START Passage given

# How to choose fletching length?



## SEC (Jul 13, 2007)

How do most of you choose what fletching length to use?
I am primarily talking about Field, Fita, and 900 rounds.

Do you go by arrow length, weight, diameter, trial and error...how do you choose?


Thank you!


----------



## psargeant (Aug 1, 2004)

If you've got to "choose" from options, 1) buy a set of each of the ones you want to try, 2) fletch 4 shafts with each version, 3) shoot them, 4) decide what groups best, 5) strip off the others, 6) then refletch them with FF187s (see step 4 above)...

Seriously though, don't overthink this thing too much. I shoot all of my arrows except super stiff indoor fattys with FF187. As long as your bow is tuned (and you're not a finger shooter), you don't need anything more than that, and you'll appreciate the "less than" aspect next time you get caught in the wind...


----------



## SEC (Jul 13, 2007)

HaHA...gotta love your reply psargeant. So, do you like FF187's ? I currently shoot FF 225's. I was thinking of trying the 187's...but I shoot a 31" arrow and didn't know if the little drop in length would cause a problem or not.

Thanks for the info and.....I am still smiling at your reply!


----------



## Spoon13 (Feb 20, 2007)

I kinda have to agree with Sarge here except I use 1.75 X-vanes. Feathers for the indoors shafts though. I shot FF187s and liked them. I just needed fletchings and didn't really want to place an order with LAS for $9.49 + $7.95 shipping for 39 vanes.

Got 100pk of x-vanes for $12 at my local shop.:becky:


----------



## psargeant (Aug 1, 2004)

END Passage given
START Entries

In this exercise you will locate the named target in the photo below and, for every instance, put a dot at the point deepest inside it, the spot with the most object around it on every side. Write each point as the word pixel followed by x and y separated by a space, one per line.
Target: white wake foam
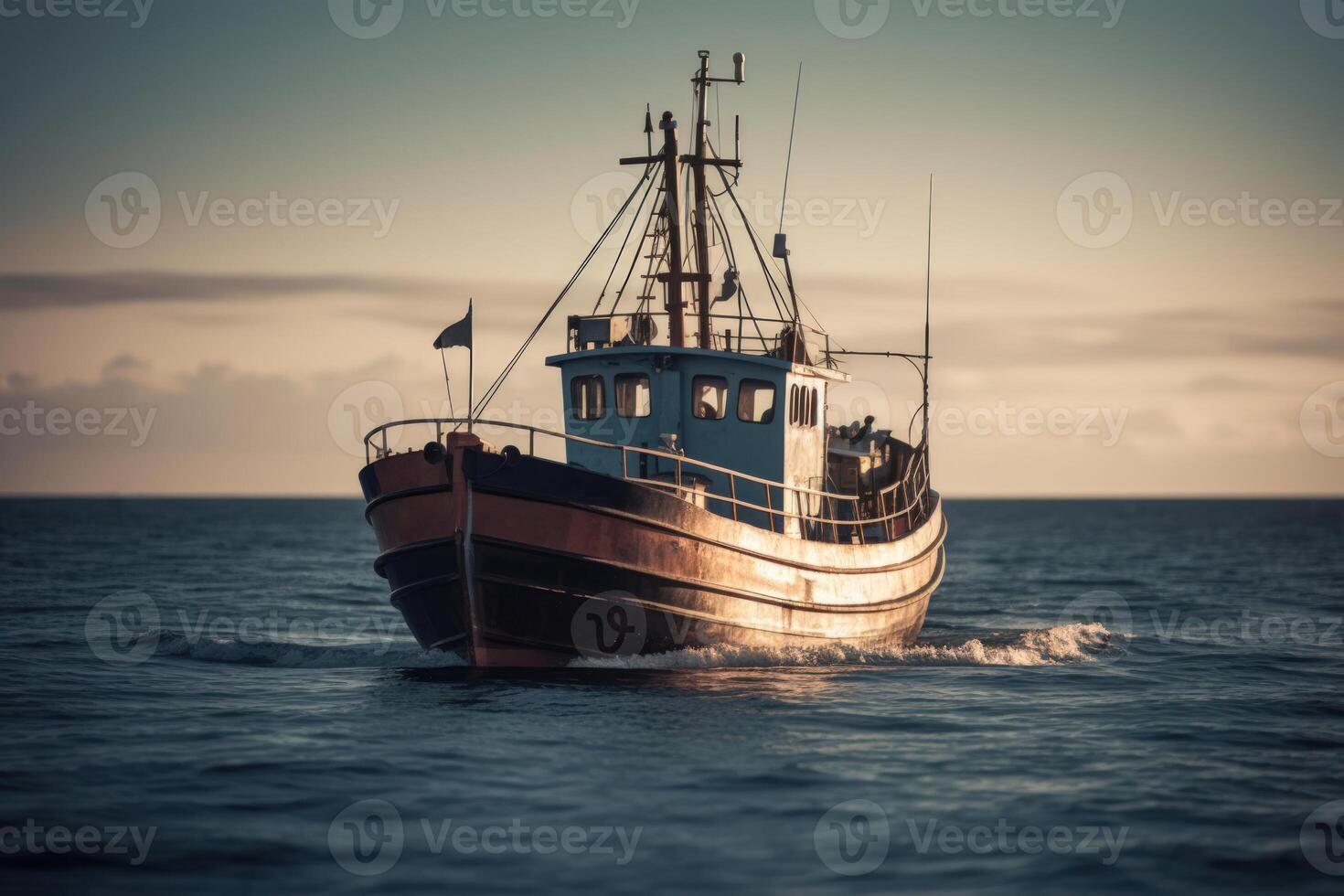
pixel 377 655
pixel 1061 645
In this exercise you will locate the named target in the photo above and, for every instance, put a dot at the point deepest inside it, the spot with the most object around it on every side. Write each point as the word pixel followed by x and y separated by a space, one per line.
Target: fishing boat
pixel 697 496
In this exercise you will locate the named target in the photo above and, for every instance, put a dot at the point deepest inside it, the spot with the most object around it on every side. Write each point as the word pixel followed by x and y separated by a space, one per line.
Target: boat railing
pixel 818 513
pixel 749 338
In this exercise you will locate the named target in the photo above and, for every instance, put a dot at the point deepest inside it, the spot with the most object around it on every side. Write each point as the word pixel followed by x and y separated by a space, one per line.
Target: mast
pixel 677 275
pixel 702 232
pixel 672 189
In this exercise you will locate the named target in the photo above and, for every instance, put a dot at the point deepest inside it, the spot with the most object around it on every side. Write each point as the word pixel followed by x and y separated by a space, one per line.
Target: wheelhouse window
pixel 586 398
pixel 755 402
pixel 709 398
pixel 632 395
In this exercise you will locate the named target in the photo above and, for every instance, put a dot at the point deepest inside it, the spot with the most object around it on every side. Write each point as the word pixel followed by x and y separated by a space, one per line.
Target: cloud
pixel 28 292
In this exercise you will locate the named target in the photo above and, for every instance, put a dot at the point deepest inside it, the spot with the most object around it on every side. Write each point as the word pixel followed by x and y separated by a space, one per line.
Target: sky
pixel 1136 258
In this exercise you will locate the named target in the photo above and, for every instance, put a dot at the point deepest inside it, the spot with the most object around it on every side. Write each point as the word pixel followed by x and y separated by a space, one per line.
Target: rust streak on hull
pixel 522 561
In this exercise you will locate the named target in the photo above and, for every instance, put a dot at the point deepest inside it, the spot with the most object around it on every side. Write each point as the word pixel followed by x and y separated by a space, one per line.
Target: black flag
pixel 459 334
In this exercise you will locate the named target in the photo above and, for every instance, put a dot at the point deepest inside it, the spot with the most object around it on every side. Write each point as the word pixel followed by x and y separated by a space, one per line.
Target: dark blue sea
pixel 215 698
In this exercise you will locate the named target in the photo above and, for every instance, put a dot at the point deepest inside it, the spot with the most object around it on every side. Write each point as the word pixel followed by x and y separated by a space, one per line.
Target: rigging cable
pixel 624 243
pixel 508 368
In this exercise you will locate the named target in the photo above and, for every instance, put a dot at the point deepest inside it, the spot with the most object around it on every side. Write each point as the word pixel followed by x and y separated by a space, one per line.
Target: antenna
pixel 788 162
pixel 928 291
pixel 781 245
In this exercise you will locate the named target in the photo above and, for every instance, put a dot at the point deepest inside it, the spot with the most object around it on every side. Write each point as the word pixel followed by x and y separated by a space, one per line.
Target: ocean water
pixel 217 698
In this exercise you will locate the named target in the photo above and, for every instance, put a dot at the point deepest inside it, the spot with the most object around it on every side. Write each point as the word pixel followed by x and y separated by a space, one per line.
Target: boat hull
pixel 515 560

END Entries

= Written instruction A =
Put the lines of the records into a Markdown table with the columns Row and Line, starting at the first line of the records and ending at the line that contains "pixel 1061 645". Leave out blank lines and the picture.
= Written instruction B =
Write what comes next in the forum thread on choosing fletching length, picking up where it stops.
The records have no connection to the forum thread on fletching length.

= Written reply A =
| Row | Line |
|---|---|
| 1 | In this exercise you will locate the named target in the photo below and, for every instance, put a dot at the point deepest inside it, the spot with the most object around it on every side. Write each point as the word pixel followed by x and y separated by a space, one per line. |
| 2 | Target: white wake foam |
| 3 | pixel 377 655 |
| 4 | pixel 1061 645 |

= Written reply B =
Can get a 100 pack of Flex fletch with free shipping for $16 from indoor/outdoor archery...

I use LAS for about everything but FF187s...

The x-vanes are good ones too, they are just heavier and not as durable...


----------



## psargeant (Aug 1, 2004)

SEC said:


> HaHA...gotta love your reply psargeant. So, do you like FF187's ? I currently shoot FF 225's. I was thinking of trying the 187's...but I shoot a 31" arrow and didn't know if the little drop in length would cause a problem or not.
> 
> Thanks for the info and.....I am still smiling at your reply!


Glad you liked it...but seriously, I don't have a lot of experience with long arrows (i'm a 28.5" draw length), but I've shot FF187s on arrows up to CT hippos in diameter with excellent results. I wouldn't think it would make a lick of difference on a well tuned bow...


----------



## x-hunta (Mar 10, 2010)

I use the AAE 1.6 Plastifletch vanes, They just seem to be easier to fletch than the FF187s and work the same for me.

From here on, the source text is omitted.